"""
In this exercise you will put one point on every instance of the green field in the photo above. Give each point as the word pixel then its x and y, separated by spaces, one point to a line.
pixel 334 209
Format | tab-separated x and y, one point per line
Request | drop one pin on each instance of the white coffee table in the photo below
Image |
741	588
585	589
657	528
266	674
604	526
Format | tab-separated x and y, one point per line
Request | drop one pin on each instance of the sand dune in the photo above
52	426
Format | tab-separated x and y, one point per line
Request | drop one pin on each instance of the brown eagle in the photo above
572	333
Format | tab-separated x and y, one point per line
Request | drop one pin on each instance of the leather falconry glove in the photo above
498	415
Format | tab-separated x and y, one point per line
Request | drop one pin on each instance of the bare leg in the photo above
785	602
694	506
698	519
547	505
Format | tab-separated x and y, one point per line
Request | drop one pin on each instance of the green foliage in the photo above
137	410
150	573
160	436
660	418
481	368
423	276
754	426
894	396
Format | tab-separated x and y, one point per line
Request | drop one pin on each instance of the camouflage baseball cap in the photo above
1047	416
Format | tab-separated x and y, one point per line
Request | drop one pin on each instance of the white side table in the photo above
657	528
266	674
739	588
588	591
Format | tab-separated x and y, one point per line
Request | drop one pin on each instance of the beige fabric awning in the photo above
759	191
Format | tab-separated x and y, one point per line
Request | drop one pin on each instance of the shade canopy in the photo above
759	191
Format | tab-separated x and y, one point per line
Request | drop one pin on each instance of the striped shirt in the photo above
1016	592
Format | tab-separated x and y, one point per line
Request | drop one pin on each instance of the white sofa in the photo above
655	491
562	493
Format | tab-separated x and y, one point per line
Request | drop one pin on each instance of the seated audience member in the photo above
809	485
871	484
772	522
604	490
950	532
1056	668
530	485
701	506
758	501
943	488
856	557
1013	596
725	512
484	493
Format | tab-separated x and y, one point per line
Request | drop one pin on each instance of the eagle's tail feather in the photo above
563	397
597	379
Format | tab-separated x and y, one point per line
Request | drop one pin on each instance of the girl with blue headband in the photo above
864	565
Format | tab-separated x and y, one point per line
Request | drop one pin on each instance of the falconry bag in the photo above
"""
--- PROMPT ---
Could you copy every record above exactly as written?

--- SOLUTION TO THIS EXERCISE ---
In this exercise you will put one point on every instance of the green field in the photo above. Give each point as the word pixel then its x and y, separated by spaces, one point to a line.
pixel 334 209
Format | tab-separated x and y, one point per line
Request | drop one pin on each instance of the white coffee table in the photo below
Image |
741	588
585	589
657	528
266	674
604	526
Format | tab-separated x and y, one point per line
Request | drop one pin on each instance of the sand dune in the photo above
52	426
Format | tab-separated x and y, one point per line
Request | drop one pin on each instance of the brown eagle in the photo above
572	333
Format | tab-separated x and y, one point per line
Request | drop one pin on each instance of the leather falconry glove in the photo above
498	415
Format | tab-separated x and y, one point per line
Request | drop one pin on each instance of the bare leg in the photo above
785	602
694	506
698	519
547	505
Format | tab-separated x and y, one point per line
Request | drop one pin on each instance of the green foliage in the photo above
137	410
150	573
160	436
660	418
481	368
423	276
754	426
894	396
Format | tab-separated x and y, one point per line
Request | drop one pin on each instance of the camouflage baseball cap in the photo above
1047	416
Format | tab-separated x and y, one point per line
Request | drop one pin on each instance of the white side table in the photo above
657	528
266	674
739	588
588	591
Format | tab-separated x and y, one point per line
Request | drop one pin on each instance of the beige fabric awning in the photo above
759	191
Format | tab-separated x and y, one point per line
Request | drop one pin on each instance of the shade canopy in the photo above
759	191
Format | tab-separated x and y, one point per line
Request | drop one pin on each instance of the striped shirt in the photo above
1016	592
Format | tab-separated x and y, one point per line
Request | drop one pin on each instance of the white sofa in the photo above
655	491
562	493
Format | tab-separated x and y, one point per line
Request | drop one pin on each instance of the seated audience member in the photo above
809	485
871	484
772	522
604	490
950	532
1056	668
530	485
701	506
758	501
943	488
856	557
1013	596
725	512
484	493
Format | tab-separated x and y, one point per line
Request | drop one pin on each instance of the eagle's tail feather in the photo above
563	397
597	379
Format | tab-separated x and y, one point per line
Request | drop one pin on each instance of the girl with blue headband in the photo above
864	565
Format | tab-separated x and y, one point per line
Request | drop one pin on each instance of the falconry bag in the photo above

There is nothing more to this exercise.